> _What this task involves_
Could you continue the article on Nawaz Sharif's return to Pakistan from where it stops?

> _Selected text_
---*---

Lahore

Back With a Bang

When a convicted criminal returns to the country and is not arrested, this unprecedented attitude questions the integrity of the court of law.

By Dr. Farah Naz | January 2024


Former Pakistani prime minister Nawaz Sharif is Pakistan’s longest-serving prime minister, having served nine years across three tenures. He was first expelled from office in 1993 on suspicion of corruption. He won an election in 1997, only to be ousted and exiled after a military coup in 1999. He returned to Pakistan in 2007 and took power once more in 2013 until his ousting in 2017 on the charges of corruption and was convicted by the Supreme Court of Pakistan.

Once again, he left the country in 2019 for medical treatment while serving a prison sentence for corruption but then defied the authorities and never came back. From 2019 to 2023, he remained in self-exile in London. In October 2023, he returned to the country. Back with a bang, he is in Pakistan now and granted a protected bail by a federal court. Today, he is promising the nation’s economic prosperity that it has been struggling with a financial crisis. The general elections are slated for February this year. But it is of utmost significance to understand that a veteran leader like Nawaz Sharif can contest elections. If yes, what is the status of the Supreme Court’s decision that declares him an absconder?

A Pakistani anti-corruption court jailed former Prime Minister Sharif. He was sentenced to seven years in jail and imposed a heavy fine by an anti-corruption court in December 2018 after he failed to convince the court that he had nothing to do with the steel mill set up by his father in 2001 in Saudi Arabia. Sharif was also sentenced in July to 10 years in prison by the same court on charges related to purchasing upscale Avenfield apartments in London after the Supreme Court removed him from power.

---*---

> _Given data_
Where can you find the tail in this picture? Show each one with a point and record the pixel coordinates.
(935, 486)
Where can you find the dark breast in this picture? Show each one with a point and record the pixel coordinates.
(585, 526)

---*---

> _Answer area_
Upon return, the Islamabad High Court acquitted Sharif in the Al-Azizia Steel Mill corruption case. What is surprising for the general public is that a lower court is suspending the judgment of the Supreme Court of Pakistan. He has already been acquitted in the Avenfield case, in which he was convicted in July 2018 and sentenced to 10 years by Pakistan’s highest court. Looks like this was to remove a significant legal hurdle on his way to lead his party in the forthcoming elections. He also got relief in the Flagship corruption case in which the court declared him innocent in 2018. Still, the acquittal was challenged in the IHC by the National Accountability Bureau (NAB). A division bench comprising IHC Chief Justice Aamer Farooq and Justice Miangul Hassan Aurangzeb heard the appeal against conviction by the anti-corruption court in 2018 in a case filed by the NAB, the national accountability watchdog.

The above are unprecedented acts in Pakistan’s legal system where a lower court nullifies the superior court’s judgment.